Dataset excerpts on object pointing
****************
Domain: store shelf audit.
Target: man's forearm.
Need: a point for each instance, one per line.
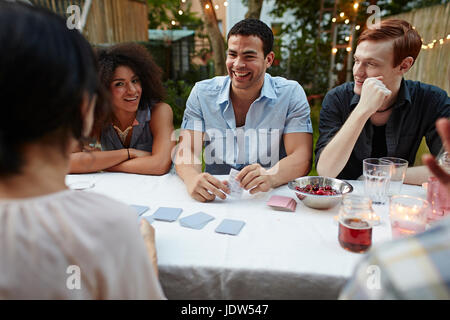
(153, 165)
(84, 162)
(336, 153)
****************
* [DIRECTIONS]
Render all of the material above as a two-column CSV with the header row prompt_text,points. Give one row per entry, with its text in the first column and its answer in the second, each in a single quoted field with line breaks replaced by spaces, and leave out the pictures.

* [TASK ANSWER]
prompt_text,points
"Domain: store shelf audit. Target: man's forearm. Need: a point for each instance, one per line.","(153, 165) (84, 162) (336, 153)"